**TASK DIRECTIONS:**
Retype only what runs from the line that contains "[mark] distant hillside" through the last line of the listing below, both lines included.

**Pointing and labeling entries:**
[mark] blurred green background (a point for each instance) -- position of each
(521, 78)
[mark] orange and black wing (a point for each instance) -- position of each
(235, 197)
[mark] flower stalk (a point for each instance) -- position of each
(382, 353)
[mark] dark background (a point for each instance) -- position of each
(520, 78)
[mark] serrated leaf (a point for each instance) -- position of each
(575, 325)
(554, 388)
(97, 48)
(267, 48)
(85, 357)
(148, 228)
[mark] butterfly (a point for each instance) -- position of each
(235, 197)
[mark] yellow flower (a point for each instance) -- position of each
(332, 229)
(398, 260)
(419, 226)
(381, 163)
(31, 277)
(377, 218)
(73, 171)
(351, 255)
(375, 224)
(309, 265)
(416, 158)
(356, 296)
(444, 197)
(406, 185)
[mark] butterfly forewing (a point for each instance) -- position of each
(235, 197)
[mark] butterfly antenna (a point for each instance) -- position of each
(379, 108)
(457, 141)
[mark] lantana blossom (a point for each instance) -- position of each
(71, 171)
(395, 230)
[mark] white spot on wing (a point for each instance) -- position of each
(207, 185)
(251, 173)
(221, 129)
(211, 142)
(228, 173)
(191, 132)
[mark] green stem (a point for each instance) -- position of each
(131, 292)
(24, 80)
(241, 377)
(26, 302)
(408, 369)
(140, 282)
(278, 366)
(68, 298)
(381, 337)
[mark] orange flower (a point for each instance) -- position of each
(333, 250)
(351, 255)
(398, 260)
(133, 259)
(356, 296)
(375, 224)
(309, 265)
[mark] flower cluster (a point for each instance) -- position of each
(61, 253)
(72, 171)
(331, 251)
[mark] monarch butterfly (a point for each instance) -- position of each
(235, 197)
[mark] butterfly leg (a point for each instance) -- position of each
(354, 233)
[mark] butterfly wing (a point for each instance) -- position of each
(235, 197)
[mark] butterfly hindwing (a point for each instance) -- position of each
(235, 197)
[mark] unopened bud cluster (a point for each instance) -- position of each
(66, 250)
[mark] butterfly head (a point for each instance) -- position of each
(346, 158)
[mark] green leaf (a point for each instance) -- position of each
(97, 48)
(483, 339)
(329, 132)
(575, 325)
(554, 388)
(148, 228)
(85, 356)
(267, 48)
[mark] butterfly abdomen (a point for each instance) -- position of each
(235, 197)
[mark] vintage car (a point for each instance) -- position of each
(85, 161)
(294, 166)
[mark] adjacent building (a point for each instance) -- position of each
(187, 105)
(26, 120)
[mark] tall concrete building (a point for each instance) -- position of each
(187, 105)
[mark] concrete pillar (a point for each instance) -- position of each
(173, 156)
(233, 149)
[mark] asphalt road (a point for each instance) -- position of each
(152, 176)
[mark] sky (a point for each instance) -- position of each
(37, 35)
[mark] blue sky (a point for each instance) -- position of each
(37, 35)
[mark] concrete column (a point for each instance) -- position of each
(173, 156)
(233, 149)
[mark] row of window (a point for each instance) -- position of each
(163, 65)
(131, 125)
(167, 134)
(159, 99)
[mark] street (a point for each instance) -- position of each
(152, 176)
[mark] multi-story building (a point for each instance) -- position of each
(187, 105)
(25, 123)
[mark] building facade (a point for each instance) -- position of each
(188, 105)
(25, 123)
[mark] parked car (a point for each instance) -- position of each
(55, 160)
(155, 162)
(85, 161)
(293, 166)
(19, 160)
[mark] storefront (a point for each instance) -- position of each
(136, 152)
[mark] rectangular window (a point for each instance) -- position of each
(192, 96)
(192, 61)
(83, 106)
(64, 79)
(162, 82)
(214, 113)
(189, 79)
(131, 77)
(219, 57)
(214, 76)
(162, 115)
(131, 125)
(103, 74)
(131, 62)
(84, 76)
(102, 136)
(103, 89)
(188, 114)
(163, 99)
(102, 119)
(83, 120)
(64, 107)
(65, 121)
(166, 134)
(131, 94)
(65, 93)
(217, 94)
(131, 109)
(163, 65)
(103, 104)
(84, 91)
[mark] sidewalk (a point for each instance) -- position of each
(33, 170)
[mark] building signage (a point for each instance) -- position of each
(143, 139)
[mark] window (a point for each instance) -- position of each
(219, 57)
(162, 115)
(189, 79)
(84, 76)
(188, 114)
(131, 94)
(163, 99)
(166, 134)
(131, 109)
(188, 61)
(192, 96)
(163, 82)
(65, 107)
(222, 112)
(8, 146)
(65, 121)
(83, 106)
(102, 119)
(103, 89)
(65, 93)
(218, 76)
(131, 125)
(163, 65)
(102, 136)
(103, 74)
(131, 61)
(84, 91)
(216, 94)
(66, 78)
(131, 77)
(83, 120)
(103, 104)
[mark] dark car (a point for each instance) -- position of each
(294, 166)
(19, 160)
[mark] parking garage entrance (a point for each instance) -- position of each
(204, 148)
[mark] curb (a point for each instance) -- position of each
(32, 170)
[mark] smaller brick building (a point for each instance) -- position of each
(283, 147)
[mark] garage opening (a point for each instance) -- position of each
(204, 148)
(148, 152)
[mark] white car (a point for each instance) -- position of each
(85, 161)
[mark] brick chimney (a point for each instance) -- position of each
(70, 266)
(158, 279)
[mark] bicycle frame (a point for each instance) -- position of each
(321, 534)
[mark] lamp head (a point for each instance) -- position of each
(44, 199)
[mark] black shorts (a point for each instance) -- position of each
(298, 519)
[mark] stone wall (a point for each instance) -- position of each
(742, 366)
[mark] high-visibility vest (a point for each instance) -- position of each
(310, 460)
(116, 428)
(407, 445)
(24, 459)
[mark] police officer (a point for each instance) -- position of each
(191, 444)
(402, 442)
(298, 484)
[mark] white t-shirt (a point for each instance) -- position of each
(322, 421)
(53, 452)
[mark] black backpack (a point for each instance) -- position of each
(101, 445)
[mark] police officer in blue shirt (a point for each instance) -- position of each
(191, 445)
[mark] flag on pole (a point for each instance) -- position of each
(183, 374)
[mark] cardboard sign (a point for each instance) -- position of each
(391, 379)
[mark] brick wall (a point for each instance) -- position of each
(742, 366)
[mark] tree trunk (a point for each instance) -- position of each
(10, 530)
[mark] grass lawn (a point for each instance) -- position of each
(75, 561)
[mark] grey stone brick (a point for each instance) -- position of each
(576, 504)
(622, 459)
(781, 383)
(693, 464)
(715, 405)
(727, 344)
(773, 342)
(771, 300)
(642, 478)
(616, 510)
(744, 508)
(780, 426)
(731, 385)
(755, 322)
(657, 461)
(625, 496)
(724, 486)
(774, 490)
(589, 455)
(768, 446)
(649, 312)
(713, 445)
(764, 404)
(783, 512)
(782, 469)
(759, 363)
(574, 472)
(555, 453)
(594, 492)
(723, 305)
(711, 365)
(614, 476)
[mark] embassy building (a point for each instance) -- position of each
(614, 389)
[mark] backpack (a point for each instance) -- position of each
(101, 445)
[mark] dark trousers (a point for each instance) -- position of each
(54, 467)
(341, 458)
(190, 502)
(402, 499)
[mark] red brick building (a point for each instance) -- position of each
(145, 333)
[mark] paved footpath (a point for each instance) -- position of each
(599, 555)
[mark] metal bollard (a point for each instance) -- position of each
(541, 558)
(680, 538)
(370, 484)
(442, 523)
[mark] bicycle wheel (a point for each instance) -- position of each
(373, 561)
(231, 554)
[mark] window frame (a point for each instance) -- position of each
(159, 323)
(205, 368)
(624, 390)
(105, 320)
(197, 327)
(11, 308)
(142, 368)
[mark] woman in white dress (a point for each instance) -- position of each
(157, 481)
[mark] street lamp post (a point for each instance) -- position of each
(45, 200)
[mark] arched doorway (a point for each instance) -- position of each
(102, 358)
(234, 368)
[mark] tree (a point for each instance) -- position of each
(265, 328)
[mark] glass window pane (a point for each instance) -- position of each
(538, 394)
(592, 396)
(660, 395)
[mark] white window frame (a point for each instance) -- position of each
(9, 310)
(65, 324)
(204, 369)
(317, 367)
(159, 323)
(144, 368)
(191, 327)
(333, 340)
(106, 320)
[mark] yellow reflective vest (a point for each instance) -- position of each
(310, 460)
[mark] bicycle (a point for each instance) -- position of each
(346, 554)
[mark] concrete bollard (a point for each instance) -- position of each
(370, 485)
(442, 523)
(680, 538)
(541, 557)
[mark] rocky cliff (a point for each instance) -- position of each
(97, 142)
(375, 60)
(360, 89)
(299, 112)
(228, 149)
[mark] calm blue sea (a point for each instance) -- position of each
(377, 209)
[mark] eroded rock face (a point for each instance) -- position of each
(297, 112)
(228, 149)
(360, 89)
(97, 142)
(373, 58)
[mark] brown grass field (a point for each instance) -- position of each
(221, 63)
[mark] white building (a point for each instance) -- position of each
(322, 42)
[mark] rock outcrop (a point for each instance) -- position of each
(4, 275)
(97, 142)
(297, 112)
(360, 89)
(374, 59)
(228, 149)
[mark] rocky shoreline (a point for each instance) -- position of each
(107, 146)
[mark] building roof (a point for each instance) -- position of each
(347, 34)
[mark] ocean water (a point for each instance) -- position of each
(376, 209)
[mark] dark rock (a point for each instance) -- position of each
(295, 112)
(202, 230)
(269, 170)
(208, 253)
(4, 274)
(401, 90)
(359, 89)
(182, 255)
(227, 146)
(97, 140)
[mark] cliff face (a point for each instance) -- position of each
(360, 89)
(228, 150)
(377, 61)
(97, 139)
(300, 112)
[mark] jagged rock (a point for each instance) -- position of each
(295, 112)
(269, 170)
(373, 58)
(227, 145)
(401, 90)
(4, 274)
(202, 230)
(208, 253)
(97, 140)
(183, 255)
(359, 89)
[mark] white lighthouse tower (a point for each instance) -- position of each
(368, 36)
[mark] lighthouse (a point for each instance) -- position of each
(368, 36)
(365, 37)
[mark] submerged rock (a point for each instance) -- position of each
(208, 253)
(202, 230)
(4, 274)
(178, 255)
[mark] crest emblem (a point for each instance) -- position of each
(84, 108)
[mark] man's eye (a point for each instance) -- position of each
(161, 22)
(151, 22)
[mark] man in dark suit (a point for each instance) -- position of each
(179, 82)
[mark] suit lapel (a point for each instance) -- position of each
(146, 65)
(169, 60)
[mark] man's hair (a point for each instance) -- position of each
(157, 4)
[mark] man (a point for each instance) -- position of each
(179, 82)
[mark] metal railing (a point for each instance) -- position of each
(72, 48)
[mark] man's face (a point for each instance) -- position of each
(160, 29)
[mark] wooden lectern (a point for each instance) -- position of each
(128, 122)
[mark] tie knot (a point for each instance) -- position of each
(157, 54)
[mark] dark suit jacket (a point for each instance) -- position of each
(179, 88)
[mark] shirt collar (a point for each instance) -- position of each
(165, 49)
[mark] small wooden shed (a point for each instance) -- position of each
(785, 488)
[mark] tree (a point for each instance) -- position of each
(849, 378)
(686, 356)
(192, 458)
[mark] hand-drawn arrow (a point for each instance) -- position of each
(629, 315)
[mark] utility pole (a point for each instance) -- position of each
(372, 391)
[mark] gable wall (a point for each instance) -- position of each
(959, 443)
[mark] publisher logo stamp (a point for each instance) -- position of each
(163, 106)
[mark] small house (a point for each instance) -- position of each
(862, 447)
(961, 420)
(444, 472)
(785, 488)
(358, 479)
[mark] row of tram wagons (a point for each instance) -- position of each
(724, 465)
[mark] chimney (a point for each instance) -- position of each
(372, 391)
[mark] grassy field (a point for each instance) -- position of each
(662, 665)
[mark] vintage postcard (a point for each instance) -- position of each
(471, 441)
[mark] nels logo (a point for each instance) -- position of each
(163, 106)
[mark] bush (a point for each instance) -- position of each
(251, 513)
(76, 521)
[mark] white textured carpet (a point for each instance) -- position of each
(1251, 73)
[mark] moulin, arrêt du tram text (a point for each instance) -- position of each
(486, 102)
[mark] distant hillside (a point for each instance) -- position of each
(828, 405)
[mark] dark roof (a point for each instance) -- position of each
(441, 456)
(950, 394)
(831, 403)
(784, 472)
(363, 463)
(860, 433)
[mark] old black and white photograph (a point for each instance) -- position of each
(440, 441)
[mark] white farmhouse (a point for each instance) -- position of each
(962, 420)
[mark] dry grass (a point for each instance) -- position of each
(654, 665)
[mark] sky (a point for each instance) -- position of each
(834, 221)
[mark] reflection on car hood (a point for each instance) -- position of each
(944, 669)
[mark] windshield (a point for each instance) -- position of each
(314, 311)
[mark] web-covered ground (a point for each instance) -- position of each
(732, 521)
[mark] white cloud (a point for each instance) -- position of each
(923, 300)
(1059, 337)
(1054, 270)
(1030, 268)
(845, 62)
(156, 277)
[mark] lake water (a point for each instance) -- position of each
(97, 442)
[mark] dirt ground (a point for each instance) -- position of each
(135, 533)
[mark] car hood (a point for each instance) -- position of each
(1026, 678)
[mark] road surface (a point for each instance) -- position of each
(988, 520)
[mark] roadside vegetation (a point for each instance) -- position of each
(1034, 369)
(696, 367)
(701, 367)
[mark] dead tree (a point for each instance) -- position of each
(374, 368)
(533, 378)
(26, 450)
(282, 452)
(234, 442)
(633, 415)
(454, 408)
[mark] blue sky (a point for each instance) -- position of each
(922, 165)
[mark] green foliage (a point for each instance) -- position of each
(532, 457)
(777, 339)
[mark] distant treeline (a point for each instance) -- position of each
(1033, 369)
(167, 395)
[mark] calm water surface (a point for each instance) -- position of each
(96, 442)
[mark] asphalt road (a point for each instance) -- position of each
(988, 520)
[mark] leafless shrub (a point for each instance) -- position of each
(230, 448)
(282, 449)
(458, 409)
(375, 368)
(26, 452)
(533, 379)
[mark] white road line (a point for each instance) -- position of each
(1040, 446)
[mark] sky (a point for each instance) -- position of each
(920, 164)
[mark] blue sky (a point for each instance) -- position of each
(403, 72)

**TASK RESULT:**
[mark] distant hillside (a point for each instance) -- position of each
(828, 405)
[mark] dark roof (a point for each instance) -- position of each
(441, 456)
(950, 394)
(831, 403)
(784, 472)
(363, 463)
(860, 433)
[mark] old black and white photograph (a point for each instance) -- position of each
(440, 441)
[mark] white farmhouse (a point for each instance) -- position of each
(962, 420)
[mark] dry grass (a point for each instance) -- position of each
(654, 665)
[mark] sky (a point for each instance) -- position of each
(834, 221)
[mark] reflection on car hood (a point for each instance) -- position of each
(944, 669)
[mark] windshield (a point for each instance) -- position of each
(314, 311)
[mark] web-covered ground (a point for each instance) -- position of each
(732, 521)
[mark] white cloud (a point for each instance) -- position of each
(923, 300)
(1059, 337)
(1054, 270)
(1030, 268)
(845, 62)
(156, 277)
[mark] lake water (a point for each instance) -- position of each
(97, 442)
[mark] dirt ground (a point for each instance) -- position of each
(135, 533)
[mark] car hood (a point for each instance) -- position of each
(1026, 678)
[mark] road surface (a point for each instance) -- position of each
(988, 520)
[mark] roadside vegetation (a point for each instance) -- position of each
(1034, 369)
(696, 367)
(701, 367)
[mark] dead tree (a point for each instance) -- position of each
(374, 368)
(533, 378)
(26, 450)
(282, 452)
(234, 442)
(633, 415)
(454, 408)
[mark] blue sky (a point for each instance) -- position of each
(922, 165)
[mark] green foliage (a point for each instance) -- position of each
(532, 457)
(777, 339)
[mark] distant treeline (a point for each instance) -- position of each
(1033, 369)
(167, 395)
[mark] calm water surface (a point for each instance) -- position of each
(96, 442)
[mark] asphalt road (a point for each instance) -- position of each
(988, 520)
[mark] leafless shrub (a point for each instance) -- position of each
(230, 448)
(282, 449)
(458, 409)
(375, 368)
(26, 452)
(533, 379)
[mark] white road line (a point for each instance) -- position of each
(1040, 446)
[mark] sky (a point for each instance) -- position of each
(920, 164)
[mark] blue sky (a point for each instance) -- position of each
(403, 72)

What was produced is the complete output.